-------- Material provided --------
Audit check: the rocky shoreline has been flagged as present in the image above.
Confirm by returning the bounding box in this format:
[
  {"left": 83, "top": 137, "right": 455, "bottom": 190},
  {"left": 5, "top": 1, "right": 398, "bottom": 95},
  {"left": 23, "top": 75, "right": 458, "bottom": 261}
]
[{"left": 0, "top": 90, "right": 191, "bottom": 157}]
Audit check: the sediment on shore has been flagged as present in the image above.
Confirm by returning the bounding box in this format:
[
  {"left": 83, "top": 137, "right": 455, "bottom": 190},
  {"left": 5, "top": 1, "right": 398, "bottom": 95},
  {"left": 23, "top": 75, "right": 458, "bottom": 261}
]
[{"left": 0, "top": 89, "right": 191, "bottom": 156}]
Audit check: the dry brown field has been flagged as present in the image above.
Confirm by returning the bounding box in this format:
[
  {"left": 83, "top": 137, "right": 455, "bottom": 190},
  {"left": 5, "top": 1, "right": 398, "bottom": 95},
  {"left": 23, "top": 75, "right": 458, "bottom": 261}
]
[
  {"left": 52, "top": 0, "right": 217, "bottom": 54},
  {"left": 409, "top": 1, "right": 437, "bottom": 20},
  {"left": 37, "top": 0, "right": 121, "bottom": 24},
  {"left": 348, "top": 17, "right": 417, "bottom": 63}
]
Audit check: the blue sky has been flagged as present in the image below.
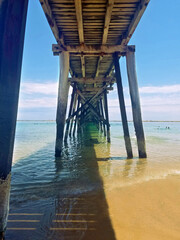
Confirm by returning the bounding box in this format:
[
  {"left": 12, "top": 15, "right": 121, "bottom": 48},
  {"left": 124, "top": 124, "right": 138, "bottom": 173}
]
[{"left": 18, "top": 0, "right": 180, "bottom": 120}]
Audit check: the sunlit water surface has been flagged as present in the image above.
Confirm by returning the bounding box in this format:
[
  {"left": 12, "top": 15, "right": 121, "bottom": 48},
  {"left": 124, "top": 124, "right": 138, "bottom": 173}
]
[{"left": 5, "top": 121, "right": 180, "bottom": 240}]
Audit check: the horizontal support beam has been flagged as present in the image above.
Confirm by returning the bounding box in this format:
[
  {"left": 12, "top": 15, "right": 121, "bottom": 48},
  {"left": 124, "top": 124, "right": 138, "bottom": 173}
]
[
  {"left": 69, "top": 77, "right": 115, "bottom": 84},
  {"left": 82, "top": 87, "right": 113, "bottom": 92},
  {"left": 52, "top": 44, "right": 127, "bottom": 55},
  {"left": 80, "top": 92, "right": 109, "bottom": 97},
  {"left": 70, "top": 52, "right": 117, "bottom": 56}
]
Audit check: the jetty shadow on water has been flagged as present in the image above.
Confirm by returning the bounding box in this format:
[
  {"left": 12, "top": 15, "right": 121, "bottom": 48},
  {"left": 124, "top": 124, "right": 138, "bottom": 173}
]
[{"left": 5, "top": 123, "right": 116, "bottom": 240}]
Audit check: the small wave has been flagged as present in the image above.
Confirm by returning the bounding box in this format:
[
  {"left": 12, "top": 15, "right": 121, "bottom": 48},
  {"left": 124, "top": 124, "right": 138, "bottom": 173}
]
[
  {"left": 142, "top": 169, "right": 180, "bottom": 182},
  {"left": 106, "top": 169, "right": 180, "bottom": 189}
]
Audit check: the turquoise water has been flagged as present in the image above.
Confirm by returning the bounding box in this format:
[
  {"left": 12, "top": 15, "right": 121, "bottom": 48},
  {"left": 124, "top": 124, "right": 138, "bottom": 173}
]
[
  {"left": 5, "top": 121, "right": 180, "bottom": 240},
  {"left": 13, "top": 121, "right": 180, "bottom": 164}
]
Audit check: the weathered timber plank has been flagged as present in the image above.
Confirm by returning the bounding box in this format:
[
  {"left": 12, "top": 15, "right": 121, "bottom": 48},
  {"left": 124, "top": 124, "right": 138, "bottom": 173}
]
[
  {"left": 75, "top": 0, "right": 84, "bottom": 43},
  {"left": 52, "top": 44, "right": 127, "bottom": 54},
  {"left": 103, "top": 0, "right": 114, "bottom": 44},
  {"left": 69, "top": 77, "right": 114, "bottom": 84}
]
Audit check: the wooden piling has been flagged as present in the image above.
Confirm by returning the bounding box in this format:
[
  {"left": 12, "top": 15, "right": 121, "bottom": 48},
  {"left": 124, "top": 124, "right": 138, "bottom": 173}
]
[
  {"left": 97, "top": 101, "right": 103, "bottom": 132},
  {"left": 69, "top": 94, "right": 78, "bottom": 136},
  {"left": 103, "top": 90, "right": 111, "bottom": 142},
  {"left": 113, "top": 52, "right": 133, "bottom": 158},
  {"left": 0, "top": 0, "right": 29, "bottom": 234},
  {"left": 73, "top": 96, "right": 81, "bottom": 136},
  {"left": 77, "top": 102, "right": 81, "bottom": 133},
  {"left": 64, "top": 84, "right": 76, "bottom": 140},
  {"left": 55, "top": 51, "right": 70, "bottom": 157},
  {"left": 100, "top": 98, "right": 106, "bottom": 136},
  {"left": 126, "top": 46, "right": 147, "bottom": 158}
]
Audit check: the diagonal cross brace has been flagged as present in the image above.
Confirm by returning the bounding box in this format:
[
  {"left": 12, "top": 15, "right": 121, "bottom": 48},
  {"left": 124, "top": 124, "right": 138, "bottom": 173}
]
[
  {"left": 66, "top": 84, "right": 110, "bottom": 123},
  {"left": 76, "top": 90, "right": 109, "bottom": 125}
]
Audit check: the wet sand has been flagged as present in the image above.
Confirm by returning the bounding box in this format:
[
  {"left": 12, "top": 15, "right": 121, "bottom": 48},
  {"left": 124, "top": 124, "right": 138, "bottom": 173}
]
[{"left": 103, "top": 176, "right": 180, "bottom": 240}]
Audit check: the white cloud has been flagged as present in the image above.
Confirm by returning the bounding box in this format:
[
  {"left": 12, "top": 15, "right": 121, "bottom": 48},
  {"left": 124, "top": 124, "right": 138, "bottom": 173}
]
[
  {"left": 20, "top": 81, "right": 73, "bottom": 96},
  {"left": 21, "top": 82, "right": 58, "bottom": 95},
  {"left": 18, "top": 82, "right": 180, "bottom": 120},
  {"left": 139, "top": 84, "right": 180, "bottom": 94},
  {"left": 19, "top": 97, "right": 57, "bottom": 108},
  {"left": 108, "top": 94, "right": 180, "bottom": 109},
  {"left": 107, "top": 86, "right": 180, "bottom": 120},
  {"left": 141, "top": 94, "right": 180, "bottom": 106},
  {"left": 19, "top": 81, "right": 73, "bottom": 109}
]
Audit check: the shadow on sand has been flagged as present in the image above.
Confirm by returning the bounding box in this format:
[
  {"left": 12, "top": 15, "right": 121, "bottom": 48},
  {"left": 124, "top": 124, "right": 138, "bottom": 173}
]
[{"left": 5, "top": 123, "right": 116, "bottom": 240}]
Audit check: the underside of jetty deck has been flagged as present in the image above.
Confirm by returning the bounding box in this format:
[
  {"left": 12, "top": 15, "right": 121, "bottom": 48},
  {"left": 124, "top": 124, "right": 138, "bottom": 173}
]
[{"left": 0, "top": 0, "right": 150, "bottom": 237}]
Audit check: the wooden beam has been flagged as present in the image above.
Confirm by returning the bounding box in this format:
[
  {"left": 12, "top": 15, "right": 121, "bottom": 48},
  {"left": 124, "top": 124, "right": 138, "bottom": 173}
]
--------
■ **Task to carry out**:
Could you write out the records exactly while omitting every picture?

■ **Task solution**:
Audit check: the rocky shoreline has been flagged as present in the image above.
Confirm by returning the bounding box in this format:
[
  {"left": 83, "top": 137, "right": 455, "bottom": 190},
  {"left": 5, "top": 1, "right": 398, "bottom": 95},
  {"left": 23, "top": 75, "right": 458, "bottom": 261}
]
[{"left": 0, "top": 90, "right": 191, "bottom": 157}]
Audit check: the sediment on shore has been flagged as present in the image above.
Confirm by returning the bounding box in this format:
[
  {"left": 83, "top": 137, "right": 455, "bottom": 190},
  {"left": 5, "top": 1, "right": 398, "bottom": 95},
  {"left": 23, "top": 75, "right": 458, "bottom": 261}
]
[{"left": 0, "top": 89, "right": 191, "bottom": 156}]
Audit check: the dry brown field has been flagged as present in the image above.
Confirm by returning the bounding box in this format:
[
  {"left": 83, "top": 137, "right": 455, "bottom": 190},
  {"left": 5, "top": 1, "right": 398, "bottom": 95},
  {"left": 23, "top": 75, "right": 458, "bottom": 261}
]
[
  {"left": 52, "top": 0, "right": 217, "bottom": 54},
  {"left": 409, "top": 1, "right": 437, "bottom": 20},
  {"left": 37, "top": 0, "right": 121, "bottom": 24},
  {"left": 348, "top": 17, "right": 417, "bottom": 63}
]
Audit check: the blue sky has been flagged as present in the image below.
Confirm by returning the bounding box in this format:
[
  {"left": 12, "top": 15, "right": 121, "bottom": 48},
  {"left": 124, "top": 124, "right": 138, "bottom": 173}
]
[{"left": 18, "top": 0, "right": 180, "bottom": 120}]
Audit check: the sunlit water surface has been flagged as present in the image above.
Confirm by returning the bounding box in this format:
[
  {"left": 12, "top": 15, "right": 121, "bottom": 48},
  {"left": 124, "top": 124, "right": 138, "bottom": 173}
]
[{"left": 5, "top": 121, "right": 180, "bottom": 240}]
Audit check: the horizontal support beam has been flagged as present in the image above.
Confirm by returning the bounding box in this format:
[
  {"left": 12, "top": 15, "right": 121, "bottom": 48},
  {"left": 124, "top": 124, "right": 138, "bottom": 173}
]
[
  {"left": 69, "top": 77, "right": 115, "bottom": 84},
  {"left": 82, "top": 87, "right": 113, "bottom": 92},
  {"left": 52, "top": 44, "right": 127, "bottom": 55},
  {"left": 80, "top": 92, "right": 109, "bottom": 97},
  {"left": 70, "top": 52, "right": 117, "bottom": 56}
]
Audit check: the jetty shadow on water has been flagged as present in the image above.
Confirm by returning the bounding box in this format:
[
  {"left": 12, "top": 15, "right": 121, "bottom": 48},
  {"left": 124, "top": 124, "right": 138, "bottom": 173}
]
[{"left": 5, "top": 123, "right": 116, "bottom": 240}]
Audit check: the small wave has been flagged as present in the image above.
Confirm by returning the bounding box in this format:
[
  {"left": 12, "top": 15, "right": 121, "bottom": 48},
  {"left": 124, "top": 124, "right": 138, "bottom": 173}
]
[
  {"left": 142, "top": 169, "right": 180, "bottom": 182},
  {"left": 106, "top": 169, "right": 180, "bottom": 189}
]
Audit check: the turquoise water has been flagged as present in the image above.
Confirm by returning the bounding box in this format:
[
  {"left": 12, "top": 15, "right": 121, "bottom": 48},
  {"left": 124, "top": 124, "right": 138, "bottom": 173}
]
[
  {"left": 5, "top": 121, "right": 180, "bottom": 240},
  {"left": 13, "top": 121, "right": 180, "bottom": 164}
]
Audit check: the weathered timber plank has been flagged as present in the image above.
Confirm by returning the bounding box in this format:
[
  {"left": 12, "top": 15, "right": 121, "bottom": 48},
  {"left": 124, "top": 124, "right": 138, "bottom": 173}
]
[
  {"left": 75, "top": 0, "right": 84, "bottom": 43},
  {"left": 52, "top": 44, "right": 127, "bottom": 54},
  {"left": 103, "top": 0, "right": 114, "bottom": 44},
  {"left": 69, "top": 77, "right": 114, "bottom": 84}
]
Audit check: the wooden piling has been flagged as present in the image above.
Confirm by returning the bounding box in this format:
[
  {"left": 12, "top": 15, "right": 121, "bottom": 48},
  {"left": 124, "top": 124, "right": 138, "bottom": 173}
]
[
  {"left": 97, "top": 101, "right": 103, "bottom": 132},
  {"left": 69, "top": 94, "right": 78, "bottom": 136},
  {"left": 103, "top": 90, "right": 111, "bottom": 142},
  {"left": 113, "top": 52, "right": 133, "bottom": 158},
  {"left": 0, "top": 0, "right": 29, "bottom": 234},
  {"left": 73, "top": 96, "right": 81, "bottom": 136},
  {"left": 77, "top": 102, "right": 81, "bottom": 133},
  {"left": 64, "top": 84, "right": 76, "bottom": 140},
  {"left": 55, "top": 51, "right": 70, "bottom": 157},
  {"left": 100, "top": 98, "right": 106, "bottom": 136},
  {"left": 126, "top": 46, "right": 147, "bottom": 158}
]
Audit check: the diagonal cross brace has been flagged as present in the image above.
Confirm by returning the bounding box in this format:
[
  {"left": 12, "top": 15, "right": 121, "bottom": 48},
  {"left": 124, "top": 124, "right": 138, "bottom": 173}
]
[
  {"left": 66, "top": 84, "right": 110, "bottom": 123},
  {"left": 76, "top": 90, "right": 109, "bottom": 125}
]
Audit check: the wet sand has been flagged as present in the image above.
Confirm by returning the bounding box in this format:
[
  {"left": 12, "top": 15, "right": 121, "bottom": 48},
  {"left": 124, "top": 124, "right": 138, "bottom": 173}
]
[{"left": 103, "top": 176, "right": 180, "bottom": 240}]
Audit check: the white cloud has been flagged as present in the image above.
Confirm by returning the bounding box in this format:
[
  {"left": 12, "top": 15, "right": 121, "bottom": 48},
  {"left": 124, "top": 124, "right": 138, "bottom": 173}
]
[
  {"left": 20, "top": 81, "right": 73, "bottom": 96},
  {"left": 21, "top": 82, "right": 58, "bottom": 95},
  {"left": 18, "top": 82, "right": 180, "bottom": 120},
  {"left": 139, "top": 84, "right": 180, "bottom": 94},
  {"left": 19, "top": 97, "right": 57, "bottom": 108},
  {"left": 108, "top": 94, "right": 180, "bottom": 109},
  {"left": 107, "top": 86, "right": 180, "bottom": 120},
  {"left": 141, "top": 94, "right": 180, "bottom": 106},
  {"left": 19, "top": 81, "right": 73, "bottom": 109}
]
Audit check: the shadow on sand has been flagged as present in the image above.
Confirm by returning the bounding box in this format:
[
  {"left": 12, "top": 15, "right": 121, "bottom": 48},
  {"left": 124, "top": 124, "right": 138, "bottom": 173}
]
[{"left": 5, "top": 123, "right": 116, "bottom": 240}]
Audit check: the underside of jetty deck has been flagged as present in the image above.
Confirm by returning the bounding box in this format:
[
  {"left": 12, "top": 15, "right": 121, "bottom": 48},
  {"left": 124, "top": 124, "right": 138, "bottom": 173}
]
[{"left": 0, "top": 0, "right": 150, "bottom": 237}]
Audit check: the wooden beam has been flagged as present in the image above.
Confirm by returning the bounding box in this format:
[
  {"left": 12, "top": 15, "right": 121, "bottom": 48},
  {"left": 124, "top": 124, "right": 138, "bottom": 173}
]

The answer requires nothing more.